● **Dataset content**:
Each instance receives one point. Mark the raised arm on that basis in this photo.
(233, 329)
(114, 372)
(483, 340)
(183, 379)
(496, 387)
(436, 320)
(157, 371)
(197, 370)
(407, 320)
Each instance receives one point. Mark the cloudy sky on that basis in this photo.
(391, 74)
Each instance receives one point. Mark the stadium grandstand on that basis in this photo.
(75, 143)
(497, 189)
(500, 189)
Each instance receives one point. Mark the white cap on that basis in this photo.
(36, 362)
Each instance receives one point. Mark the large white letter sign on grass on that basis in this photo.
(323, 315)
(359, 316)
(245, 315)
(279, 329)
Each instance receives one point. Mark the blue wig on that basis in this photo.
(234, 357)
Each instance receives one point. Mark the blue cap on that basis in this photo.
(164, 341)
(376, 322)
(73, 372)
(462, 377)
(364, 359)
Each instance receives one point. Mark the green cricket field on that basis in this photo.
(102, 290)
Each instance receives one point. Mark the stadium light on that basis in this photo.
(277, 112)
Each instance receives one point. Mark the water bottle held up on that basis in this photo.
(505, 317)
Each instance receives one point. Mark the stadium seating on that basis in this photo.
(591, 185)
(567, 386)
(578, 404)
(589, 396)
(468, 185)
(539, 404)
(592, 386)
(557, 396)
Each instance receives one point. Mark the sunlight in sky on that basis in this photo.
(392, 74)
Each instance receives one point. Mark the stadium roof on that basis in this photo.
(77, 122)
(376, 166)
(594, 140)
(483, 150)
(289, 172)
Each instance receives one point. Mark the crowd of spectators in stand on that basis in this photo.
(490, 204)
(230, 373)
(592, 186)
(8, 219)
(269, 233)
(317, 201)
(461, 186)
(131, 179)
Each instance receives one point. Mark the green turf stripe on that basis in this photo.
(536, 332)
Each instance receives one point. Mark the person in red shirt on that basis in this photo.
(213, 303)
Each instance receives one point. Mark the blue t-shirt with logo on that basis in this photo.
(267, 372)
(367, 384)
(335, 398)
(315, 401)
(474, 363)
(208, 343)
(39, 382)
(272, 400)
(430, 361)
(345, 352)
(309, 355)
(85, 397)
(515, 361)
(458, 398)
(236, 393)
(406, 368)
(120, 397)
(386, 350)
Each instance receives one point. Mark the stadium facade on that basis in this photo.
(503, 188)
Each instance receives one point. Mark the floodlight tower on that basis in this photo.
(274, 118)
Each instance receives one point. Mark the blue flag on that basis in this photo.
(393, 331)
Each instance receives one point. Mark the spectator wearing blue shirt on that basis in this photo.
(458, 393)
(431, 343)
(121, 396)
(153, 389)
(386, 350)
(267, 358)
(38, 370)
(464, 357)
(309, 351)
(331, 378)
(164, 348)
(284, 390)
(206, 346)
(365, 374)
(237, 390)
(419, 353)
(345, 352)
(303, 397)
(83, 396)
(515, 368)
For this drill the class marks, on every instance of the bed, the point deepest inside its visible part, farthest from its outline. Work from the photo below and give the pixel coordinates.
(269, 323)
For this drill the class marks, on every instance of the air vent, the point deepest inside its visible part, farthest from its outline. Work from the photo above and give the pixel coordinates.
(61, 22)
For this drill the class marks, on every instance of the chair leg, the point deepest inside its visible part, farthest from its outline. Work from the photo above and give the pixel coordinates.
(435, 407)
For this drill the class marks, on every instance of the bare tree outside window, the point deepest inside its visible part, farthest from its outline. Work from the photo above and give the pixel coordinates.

● **The exercise**: Copy out the records starting at the line that contains "Each instance receives one point. Mark the blue t-shirt" and ending at the last of the records, putting "exercise" wherever "drill" appears and leaving everything else the same.

● **Task result**:
Each instance receives one point. Mark the blue t-shirt with logo on that basis in this photo.
(267, 372)
(367, 384)
(335, 398)
(315, 401)
(474, 363)
(208, 343)
(39, 382)
(272, 400)
(430, 361)
(345, 352)
(309, 355)
(85, 397)
(515, 361)
(458, 398)
(236, 393)
(406, 368)
(120, 397)
(386, 350)
Each instance receives one point. Mark the stadium facade on that basis in this photo.
(503, 188)
Each instance receives one point. Mark the floodlight tower on that basis in this photo.
(274, 118)
Each instance receives one point. Mark the blue flag on that basis in this photo.
(393, 331)
Each instance receives one point. Mark the spectator wearing blue shirt on that basis in this photo.
(458, 393)
(431, 343)
(121, 396)
(153, 389)
(386, 350)
(267, 358)
(38, 370)
(464, 357)
(309, 351)
(331, 378)
(164, 348)
(284, 390)
(206, 346)
(365, 374)
(237, 390)
(419, 353)
(345, 352)
(303, 397)
(83, 396)
(515, 368)
For this exercise the class marks, on every instance of the bed, the point deepest inside its visible part, farthest from its outline. Work from the photo below and give the pixel coordinates.
(269, 323)
For this exercise the class marks, on every instance of the air vent, the point deepest inside its visible part, farthest from its outline. Work from the photo above and give the pixel coordinates.
(61, 22)
For this exercise the class marks, on every instance of the chair leg, the point deepest inside its visible part, farthest from its outline. Work from the photo above and give the pixel coordinates.
(435, 407)
For this exercise the class marks, on every instance of the bare tree outside window, the point deepest inside its visible part, farthest from its outline. Work from the photo above and give the pixel coordinates.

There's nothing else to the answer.